**Directions for this task:** Copy out verbatim the lines of the listing below, starting at the line that contains "# test: identify the shirt" and ending at the line that contains "x=475 y=684", with both of those lines included.

=== Input data ===

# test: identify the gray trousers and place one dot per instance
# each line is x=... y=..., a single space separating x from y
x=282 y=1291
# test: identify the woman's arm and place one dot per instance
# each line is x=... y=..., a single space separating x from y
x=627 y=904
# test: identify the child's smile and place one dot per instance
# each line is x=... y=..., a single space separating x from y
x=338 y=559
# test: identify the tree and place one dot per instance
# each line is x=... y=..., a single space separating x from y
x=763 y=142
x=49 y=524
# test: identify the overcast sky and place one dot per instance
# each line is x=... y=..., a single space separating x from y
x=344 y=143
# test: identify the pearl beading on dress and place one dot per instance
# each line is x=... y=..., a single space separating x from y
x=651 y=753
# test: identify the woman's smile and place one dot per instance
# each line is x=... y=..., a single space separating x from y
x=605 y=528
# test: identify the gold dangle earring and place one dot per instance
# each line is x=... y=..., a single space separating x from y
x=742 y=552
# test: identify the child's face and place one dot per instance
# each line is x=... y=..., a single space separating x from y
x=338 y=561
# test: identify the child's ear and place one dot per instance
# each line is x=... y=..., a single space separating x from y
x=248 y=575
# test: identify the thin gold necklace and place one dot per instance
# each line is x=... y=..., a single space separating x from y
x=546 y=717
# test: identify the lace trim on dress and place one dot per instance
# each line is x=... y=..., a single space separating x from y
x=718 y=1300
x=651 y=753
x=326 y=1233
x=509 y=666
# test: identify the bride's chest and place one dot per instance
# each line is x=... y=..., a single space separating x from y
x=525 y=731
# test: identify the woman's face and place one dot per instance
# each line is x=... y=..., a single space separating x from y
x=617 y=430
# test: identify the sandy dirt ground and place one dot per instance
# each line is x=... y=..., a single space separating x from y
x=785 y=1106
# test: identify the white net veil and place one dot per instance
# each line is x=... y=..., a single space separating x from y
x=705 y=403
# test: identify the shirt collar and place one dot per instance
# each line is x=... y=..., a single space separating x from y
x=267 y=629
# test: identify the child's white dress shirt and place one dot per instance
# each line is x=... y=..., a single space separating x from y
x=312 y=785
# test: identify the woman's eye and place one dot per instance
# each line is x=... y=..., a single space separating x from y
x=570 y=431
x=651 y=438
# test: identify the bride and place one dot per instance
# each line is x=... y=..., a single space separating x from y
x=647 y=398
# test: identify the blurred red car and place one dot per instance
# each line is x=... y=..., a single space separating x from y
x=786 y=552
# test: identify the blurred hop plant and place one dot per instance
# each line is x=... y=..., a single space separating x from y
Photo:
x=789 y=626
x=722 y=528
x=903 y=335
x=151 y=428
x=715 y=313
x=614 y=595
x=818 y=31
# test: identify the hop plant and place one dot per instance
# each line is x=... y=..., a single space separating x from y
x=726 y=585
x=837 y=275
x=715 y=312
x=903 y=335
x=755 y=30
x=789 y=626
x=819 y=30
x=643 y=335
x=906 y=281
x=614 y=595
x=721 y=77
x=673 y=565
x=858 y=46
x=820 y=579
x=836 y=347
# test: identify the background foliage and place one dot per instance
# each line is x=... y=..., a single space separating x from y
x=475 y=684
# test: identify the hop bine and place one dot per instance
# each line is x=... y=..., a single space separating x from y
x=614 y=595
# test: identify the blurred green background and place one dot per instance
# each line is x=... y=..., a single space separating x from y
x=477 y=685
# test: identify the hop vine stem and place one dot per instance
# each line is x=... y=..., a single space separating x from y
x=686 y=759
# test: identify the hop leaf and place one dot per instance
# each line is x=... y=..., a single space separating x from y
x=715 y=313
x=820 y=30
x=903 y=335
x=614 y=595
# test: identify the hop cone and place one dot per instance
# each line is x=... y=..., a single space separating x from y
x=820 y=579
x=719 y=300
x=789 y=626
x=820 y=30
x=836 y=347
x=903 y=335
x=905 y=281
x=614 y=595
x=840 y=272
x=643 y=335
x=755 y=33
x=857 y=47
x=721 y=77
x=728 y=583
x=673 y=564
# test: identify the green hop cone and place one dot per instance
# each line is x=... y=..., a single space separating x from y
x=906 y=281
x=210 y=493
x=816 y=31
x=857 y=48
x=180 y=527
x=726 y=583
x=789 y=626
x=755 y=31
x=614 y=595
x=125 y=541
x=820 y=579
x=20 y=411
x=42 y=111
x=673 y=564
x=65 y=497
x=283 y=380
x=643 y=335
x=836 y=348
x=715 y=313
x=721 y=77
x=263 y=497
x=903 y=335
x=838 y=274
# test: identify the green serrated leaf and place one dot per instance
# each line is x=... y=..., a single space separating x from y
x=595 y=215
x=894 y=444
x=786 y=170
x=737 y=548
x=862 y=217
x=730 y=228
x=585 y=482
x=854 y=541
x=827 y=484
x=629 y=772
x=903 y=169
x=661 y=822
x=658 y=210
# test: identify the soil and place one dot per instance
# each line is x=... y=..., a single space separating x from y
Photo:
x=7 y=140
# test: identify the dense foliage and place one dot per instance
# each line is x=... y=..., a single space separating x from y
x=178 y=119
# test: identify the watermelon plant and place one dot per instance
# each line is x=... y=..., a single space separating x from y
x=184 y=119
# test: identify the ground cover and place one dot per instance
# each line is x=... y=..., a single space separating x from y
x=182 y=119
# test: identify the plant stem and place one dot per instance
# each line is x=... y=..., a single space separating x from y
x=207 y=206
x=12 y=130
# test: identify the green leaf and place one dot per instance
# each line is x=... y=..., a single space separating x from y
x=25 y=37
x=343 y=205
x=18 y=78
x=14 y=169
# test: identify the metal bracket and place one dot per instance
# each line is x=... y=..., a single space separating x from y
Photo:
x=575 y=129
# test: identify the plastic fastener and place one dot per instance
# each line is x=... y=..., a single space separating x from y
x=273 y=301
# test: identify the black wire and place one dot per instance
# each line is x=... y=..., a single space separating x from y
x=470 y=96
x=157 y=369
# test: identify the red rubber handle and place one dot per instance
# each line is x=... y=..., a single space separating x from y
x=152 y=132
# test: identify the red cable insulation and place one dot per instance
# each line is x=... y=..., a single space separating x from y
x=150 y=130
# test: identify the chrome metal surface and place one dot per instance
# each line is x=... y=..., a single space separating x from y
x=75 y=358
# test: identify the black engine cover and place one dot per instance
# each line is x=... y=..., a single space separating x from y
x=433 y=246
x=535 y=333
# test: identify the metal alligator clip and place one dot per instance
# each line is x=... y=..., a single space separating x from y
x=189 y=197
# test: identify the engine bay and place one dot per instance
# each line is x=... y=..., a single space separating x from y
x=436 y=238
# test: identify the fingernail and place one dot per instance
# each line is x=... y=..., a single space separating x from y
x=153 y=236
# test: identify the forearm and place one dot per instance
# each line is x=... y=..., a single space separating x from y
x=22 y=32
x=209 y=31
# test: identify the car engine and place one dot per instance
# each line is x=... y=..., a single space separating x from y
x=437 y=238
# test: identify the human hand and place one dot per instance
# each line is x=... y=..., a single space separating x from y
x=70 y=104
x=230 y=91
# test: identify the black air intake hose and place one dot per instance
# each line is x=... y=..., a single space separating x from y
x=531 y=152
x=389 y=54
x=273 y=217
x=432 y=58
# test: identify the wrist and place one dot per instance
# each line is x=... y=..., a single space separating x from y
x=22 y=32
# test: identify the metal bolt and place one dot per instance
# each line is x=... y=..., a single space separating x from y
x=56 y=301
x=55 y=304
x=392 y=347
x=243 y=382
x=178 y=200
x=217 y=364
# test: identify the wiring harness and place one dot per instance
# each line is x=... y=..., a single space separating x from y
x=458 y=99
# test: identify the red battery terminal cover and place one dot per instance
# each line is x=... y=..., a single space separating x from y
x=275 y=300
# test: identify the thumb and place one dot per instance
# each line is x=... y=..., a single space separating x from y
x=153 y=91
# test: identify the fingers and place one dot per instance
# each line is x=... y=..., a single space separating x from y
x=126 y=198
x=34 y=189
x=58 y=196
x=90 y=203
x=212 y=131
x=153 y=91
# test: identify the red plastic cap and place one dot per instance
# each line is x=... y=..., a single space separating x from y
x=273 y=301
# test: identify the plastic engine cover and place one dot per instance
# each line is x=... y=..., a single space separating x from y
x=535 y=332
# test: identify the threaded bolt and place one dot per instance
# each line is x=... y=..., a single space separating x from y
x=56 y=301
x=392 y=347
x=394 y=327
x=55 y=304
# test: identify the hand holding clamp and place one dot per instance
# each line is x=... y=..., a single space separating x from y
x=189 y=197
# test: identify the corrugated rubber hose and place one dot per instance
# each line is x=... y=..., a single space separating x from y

===

**Written solution:**
# test: identify the shirt collar and place one dot per instance
# each line is x=... y=..., a single space separating x from y
x=267 y=629
# test: identify the child's white dress shirt and place one dot per instance
# each line is x=... y=..., a single space separating x from y
x=312 y=785
# test: identify the woman's eye and place one dot per instance
# each line is x=... y=..., a single space separating x from y
x=570 y=431
x=651 y=438
# test: identify the bride and place one dot per instance
# each line is x=... y=..., a single space separating x from y
x=647 y=398
# test: identify the blurred red car and place one dot per instance
# each line is x=... y=..., a single space separating x from y
x=786 y=552
# test: identify the blurred hop plant and place one dot per instance
# each line is x=... y=..., a single space separating x from y
Photo:
x=789 y=626
x=722 y=528
x=903 y=335
x=151 y=428
x=715 y=313
x=614 y=595
x=818 y=31
# test: identify the hop plant and place one dot per instance
# each line is x=... y=..., a single space separating x from y
x=726 y=585
x=837 y=275
x=715 y=312
x=903 y=335
x=755 y=30
x=789 y=626
x=819 y=30
x=643 y=335
x=906 y=281
x=614 y=595
x=721 y=77
x=673 y=565
x=858 y=46
x=820 y=579
x=836 y=347
# test: identify the background foliage and place one dot per instance
# each line is x=... y=..., a single space separating x from y
x=475 y=684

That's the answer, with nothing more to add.